### EXERCISE DETAILS
What you give back must match the data exactly, minus the pictures.

### PROVIDED MATERIAL
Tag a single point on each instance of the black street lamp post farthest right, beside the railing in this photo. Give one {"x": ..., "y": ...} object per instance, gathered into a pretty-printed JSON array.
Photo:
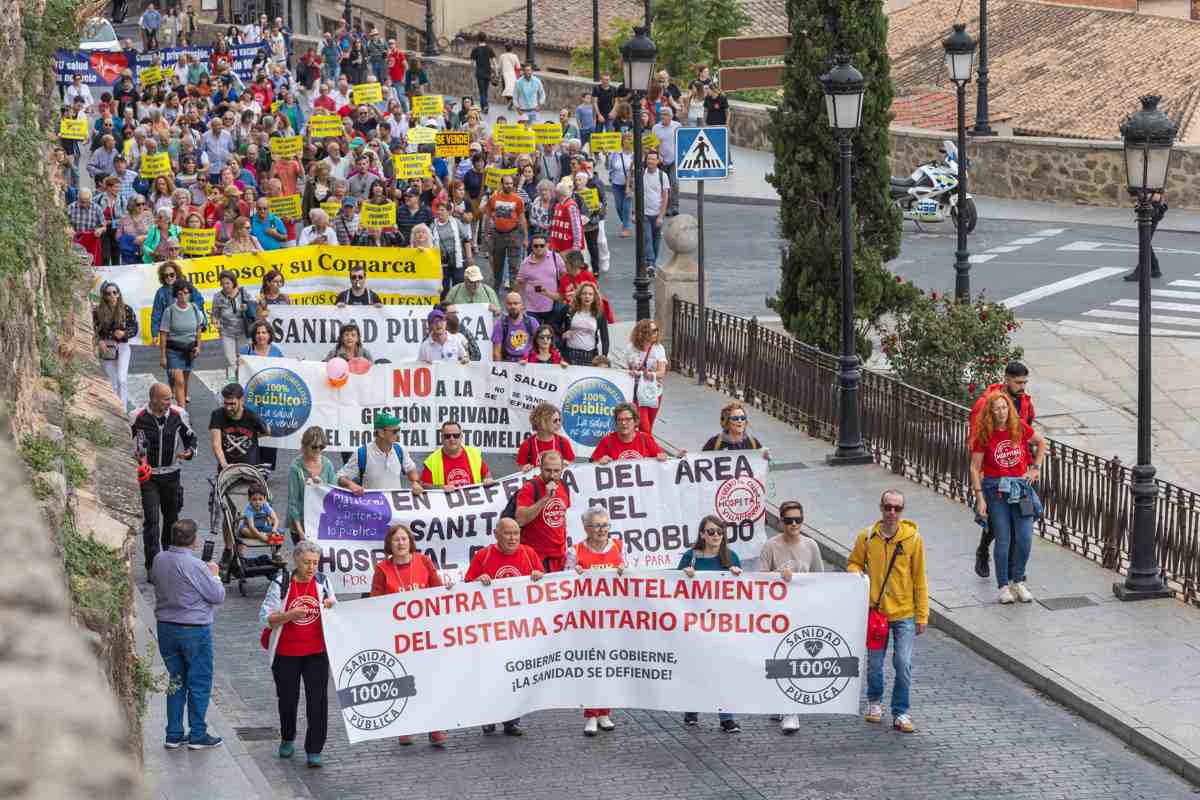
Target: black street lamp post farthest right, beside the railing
[{"x": 1149, "y": 136}]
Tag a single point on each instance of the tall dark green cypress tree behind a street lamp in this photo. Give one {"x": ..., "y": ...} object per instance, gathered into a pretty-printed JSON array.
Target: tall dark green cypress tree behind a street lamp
[{"x": 809, "y": 299}]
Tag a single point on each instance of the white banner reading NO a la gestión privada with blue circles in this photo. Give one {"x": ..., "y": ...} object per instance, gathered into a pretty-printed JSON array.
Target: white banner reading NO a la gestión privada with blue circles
[{"x": 493, "y": 401}]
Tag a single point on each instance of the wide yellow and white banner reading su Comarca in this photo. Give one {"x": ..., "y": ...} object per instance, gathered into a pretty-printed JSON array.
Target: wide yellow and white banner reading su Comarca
[{"x": 315, "y": 274}]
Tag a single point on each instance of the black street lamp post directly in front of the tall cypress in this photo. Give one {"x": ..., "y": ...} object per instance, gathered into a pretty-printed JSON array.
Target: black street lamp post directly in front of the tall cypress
[{"x": 844, "y": 91}]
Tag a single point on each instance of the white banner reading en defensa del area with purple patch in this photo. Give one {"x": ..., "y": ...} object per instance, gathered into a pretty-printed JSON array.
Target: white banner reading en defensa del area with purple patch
[{"x": 655, "y": 508}]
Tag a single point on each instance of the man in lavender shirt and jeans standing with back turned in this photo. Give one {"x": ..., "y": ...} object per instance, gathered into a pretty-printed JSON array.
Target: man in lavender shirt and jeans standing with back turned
[{"x": 187, "y": 592}]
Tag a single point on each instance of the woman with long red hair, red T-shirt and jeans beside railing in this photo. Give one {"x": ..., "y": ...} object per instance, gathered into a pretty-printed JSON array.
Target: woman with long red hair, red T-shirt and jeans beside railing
[{"x": 1001, "y": 477}]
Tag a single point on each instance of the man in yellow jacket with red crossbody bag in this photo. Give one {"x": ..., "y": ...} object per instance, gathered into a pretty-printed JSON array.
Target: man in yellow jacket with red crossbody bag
[{"x": 892, "y": 554}]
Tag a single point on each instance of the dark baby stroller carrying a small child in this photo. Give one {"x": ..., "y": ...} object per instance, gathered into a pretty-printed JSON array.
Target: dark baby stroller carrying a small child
[{"x": 227, "y": 502}]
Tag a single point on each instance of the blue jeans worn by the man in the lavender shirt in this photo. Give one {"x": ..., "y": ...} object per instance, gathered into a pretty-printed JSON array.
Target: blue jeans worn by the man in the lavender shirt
[{"x": 188, "y": 654}]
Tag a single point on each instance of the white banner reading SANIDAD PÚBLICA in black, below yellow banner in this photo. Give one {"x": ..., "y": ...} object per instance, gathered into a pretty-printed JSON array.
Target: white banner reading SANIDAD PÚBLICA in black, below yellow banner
[{"x": 393, "y": 333}]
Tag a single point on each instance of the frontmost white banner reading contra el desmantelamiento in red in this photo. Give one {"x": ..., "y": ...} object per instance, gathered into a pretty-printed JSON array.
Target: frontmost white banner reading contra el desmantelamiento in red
[{"x": 442, "y": 659}]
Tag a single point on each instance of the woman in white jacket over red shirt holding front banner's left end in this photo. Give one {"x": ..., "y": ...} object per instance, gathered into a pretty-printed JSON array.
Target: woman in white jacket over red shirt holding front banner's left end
[{"x": 296, "y": 649}]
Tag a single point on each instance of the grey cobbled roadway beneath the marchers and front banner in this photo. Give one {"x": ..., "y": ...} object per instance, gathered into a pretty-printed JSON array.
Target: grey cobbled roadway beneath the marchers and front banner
[{"x": 981, "y": 735}]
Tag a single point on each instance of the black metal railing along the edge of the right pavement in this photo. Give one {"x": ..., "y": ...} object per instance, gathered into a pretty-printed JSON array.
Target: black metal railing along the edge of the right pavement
[{"x": 923, "y": 438}]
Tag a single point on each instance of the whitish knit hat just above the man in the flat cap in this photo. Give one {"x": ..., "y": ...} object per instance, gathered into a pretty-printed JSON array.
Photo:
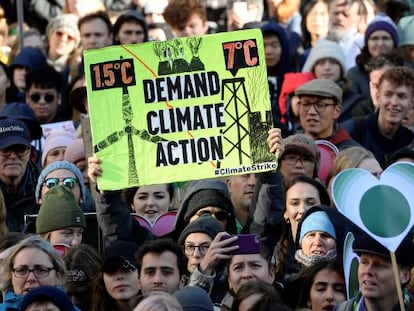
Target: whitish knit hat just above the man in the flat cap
[{"x": 325, "y": 49}]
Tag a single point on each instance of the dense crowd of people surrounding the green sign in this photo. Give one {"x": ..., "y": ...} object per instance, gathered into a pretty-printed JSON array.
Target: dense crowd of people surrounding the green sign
[{"x": 341, "y": 85}]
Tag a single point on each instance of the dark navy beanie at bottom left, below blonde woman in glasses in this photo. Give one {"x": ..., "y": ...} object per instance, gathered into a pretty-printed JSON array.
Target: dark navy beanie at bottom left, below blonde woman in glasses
[{"x": 47, "y": 298}]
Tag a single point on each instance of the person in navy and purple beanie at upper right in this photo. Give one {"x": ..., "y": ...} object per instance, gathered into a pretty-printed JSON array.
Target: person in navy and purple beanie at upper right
[{"x": 381, "y": 37}]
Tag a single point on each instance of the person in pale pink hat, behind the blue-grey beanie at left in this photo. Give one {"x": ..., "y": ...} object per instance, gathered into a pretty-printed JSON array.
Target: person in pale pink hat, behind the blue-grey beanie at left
[{"x": 57, "y": 140}]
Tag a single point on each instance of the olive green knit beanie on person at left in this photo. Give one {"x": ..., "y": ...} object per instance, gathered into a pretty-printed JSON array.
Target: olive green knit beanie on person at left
[{"x": 59, "y": 210}]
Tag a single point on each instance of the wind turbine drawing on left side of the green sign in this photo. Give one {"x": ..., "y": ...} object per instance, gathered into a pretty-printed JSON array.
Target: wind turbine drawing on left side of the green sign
[{"x": 130, "y": 131}]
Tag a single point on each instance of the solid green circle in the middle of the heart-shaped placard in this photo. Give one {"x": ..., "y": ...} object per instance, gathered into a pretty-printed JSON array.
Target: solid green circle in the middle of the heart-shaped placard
[{"x": 384, "y": 211}]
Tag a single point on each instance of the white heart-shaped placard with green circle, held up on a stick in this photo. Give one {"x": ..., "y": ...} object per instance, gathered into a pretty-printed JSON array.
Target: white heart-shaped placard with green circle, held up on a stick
[{"x": 383, "y": 208}]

### EXERCISE RESULT
Tag a single point on each instance of the black street lamp post farthest right, beside the railing in this photo. Give one {"x": ..., "y": ...} object per instance, gathered into a pretty-printed JSON array.
Photo:
Target: black street lamp post farthest right, beside the railing
[{"x": 1149, "y": 136}]
Tag a single point on each instance of the tall dark green cypress tree behind a street lamp in this photo. Give one {"x": ..., "y": ...} object per instance, gathered into a pretty-printed JSON array.
Target: tall dark green cypress tree behind a street lamp
[{"x": 809, "y": 299}]
Tag a single point on each instance of the white banner reading NO a la gestión privada with blue circles in this photo. Give one {"x": ..., "y": ...} object per instance, gathered into a pretty-printed JSON array.
Target: white banner reading NO a la gestión privada with blue circles
[{"x": 493, "y": 401}]
Tag a single point on each instance of the wide yellow and white banner reading su Comarca in this photo. Give one {"x": ..., "y": ...} object per instance, gathered into a pretty-printed JSON array.
Target: wide yellow and white banner reading su Comarca
[{"x": 315, "y": 274}]
Tag a single point on each instance of the black street lamp post directly in front of the tall cypress in this photo. Give one {"x": ..., "y": ...} object per instance, gathered into a pretty-printed JSON array.
Target: black street lamp post directly in front of the tall cypress
[{"x": 844, "y": 91}]
Tag a single point on each instance of the white banner reading en defensa del area with purple patch in this photo. Give one {"x": ..., "y": ...} object per instance, gathered into a pretty-printed JSON array.
Target: white banner reading en defensa del area with purple patch
[{"x": 655, "y": 508}]
Tag a single point on each instance of the man in lavender shirt and jeans standing with back turned in this photo. Give one {"x": ..., "y": ...} object per instance, gathered into a pretty-printed JSON array.
Target: man in lavender shirt and jeans standing with back turned
[{"x": 187, "y": 592}]
Tag a single point on each instance of the woman with long red hair, red T-shirt and jeans beside railing in this photo. Give one {"x": ..., "y": ...} object per instance, gathered into a pretty-printed JSON array.
Target: woman with long red hair, red T-shirt and jeans beside railing
[{"x": 1001, "y": 477}]
Tag a single point on each instance of the man in yellow jacket with red crossbody bag in this photo. Give one {"x": ..., "y": ...} object per instance, gathered into a pretty-printed JSON array.
Target: man in yellow jacket with red crossbody bag
[{"x": 892, "y": 554}]
Tag a single point on each instance of the dark baby stroller carrying a small child in this photo. Give one {"x": ..., "y": ...} object per instance, gathered into a pretty-printed JSON array.
Target: dark baby stroller carrying a small child
[{"x": 227, "y": 502}]
Tag a single point on each instance of the blue jeans worn by the man in the lavender shirt in this photo. Give one {"x": ..., "y": ...} object per instance, gathered into a pretty-printed JSON array.
Target: blue jeans worn by the man in the lavender shirt
[{"x": 188, "y": 654}]
Tag a single point on each instance of the white banner reading SANIDAD PÚBLICA in black, below yellow banner in this photo. Give one {"x": ..., "y": ...} object per instance, gathered into a pretty-printed JSON array.
Target: white banner reading SANIDAD PÚBLICA in black, below yellow banner
[{"x": 393, "y": 333}]
Tag a single point on each instance of the frontmost white banner reading contra el desmantelamiento in red in this photo. Give one {"x": ..., "y": ...} object per instance, gathered into a pretty-printed JSON array.
Target: frontmost white banner reading contra el desmantelamiento in red
[{"x": 442, "y": 659}]
Tag a single point on each instance of the woman in white jacket over red shirt holding front banner's left end in this photo. Give one {"x": ..., "y": ...} object per instance, gathered into a pretty-printed JSON array.
Target: woman in white jacket over red shirt holding front banner's left end
[{"x": 296, "y": 649}]
Tag a single point on each instance of the grey cobbled roadway beneath the marchers and front banner in this photo. Give one {"x": ..., "y": ...} object per instance, gathered into a pretty-printed JSON array.
Target: grey cobbled roadway beneath the marchers and front banner
[{"x": 981, "y": 735}]
Tag a single point on each instance of the black metal railing along the edge of the right pavement in this photo. Give one {"x": ..., "y": ...} object per instance, gathered into a pretty-printed JSON array.
Target: black metal railing along the edge of the right pavement
[{"x": 923, "y": 438}]
Tag a single point on each instance of the whitish knit hat just above the man in the flat cap in this photo. Give one {"x": ..., "y": ...} object per instance, gathered into a pretty-printed JSON array.
Photo:
Target: whitish knit hat just above the man in the flat cap
[{"x": 325, "y": 49}]
Tag a single point on each instance of the dense crowd of people surrounding the green sign in this photo. Give one {"x": ..., "y": ...} object per instance, gathered into a pretty-printed JSON array.
Target: dense crowd of people surrounding the green sign
[{"x": 341, "y": 85}]
Tag a single point on each instance of the dark navy beanie at bottom left, below blonde woman in glasses in this photo. Give one {"x": ..., "y": ...} object per instance, gathered into a pretty-printed JSON array.
Target: dark navy beanie at bottom left, below blonde woman in glasses
[{"x": 47, "y": 298}]
Tag a single point on each instance of the person in navy and purple beanie at upper right in this photo. Give one {"x": ..., "y": ...} object per instance, gathered into a pretty-printed JSON array.
Target: person in navy and purple beanie at upper right
[{"x": 381, "y": 37}]
Tag a single point on each instance of the person in pale pink hat, behind the blue-grey beanie at left in this photo. Give one {"x": ..., "y": ...} object per instance, gathered into a pretty-printed JSON array.
Target: person in pale pink hat, behind the blue-grey beanie at left
[{"x": 57, "y": 140}]
Tag a single point on each instance of the olive green knit beanie on person at left in this photo. Give one {"x": ..., "y": ...} object per instance, gathered into a pretty-printed JSON array.
Target: olive green knit beanie on person at left
[{"x": 59, "y": 210}]
Tag a single point on each instance of the wind turbine drawing on left side of the green sign in this photo. Give one {"x": ..., "y": ...} object per instance, gathered into a pretty-printed JSON array.
Target: wind turbine drawing on left side of the green sign
[{"x": 130, "y": 131}]
Tag a single point on each instance of the solid green circle in the middle of the heart-shaped placard in this photo. Give one {"x": ..., "y": ...} object per instance, gathered into a pretty-printed JSON array.
Target: solid green circle in the middle of the heart-shaped placard
[{"x": 384, "y": 211}]
Tag a single point on each instance of the white heart-shaped placard with green circle, held up on a stick in this photo. Give one {"x": ..., "y": ...} object per instance, gathered into a pretty-printed JSON array.
Target: white heart-shaped placard with green circle, held up on a stick
[{"x": 383, "y": 208}]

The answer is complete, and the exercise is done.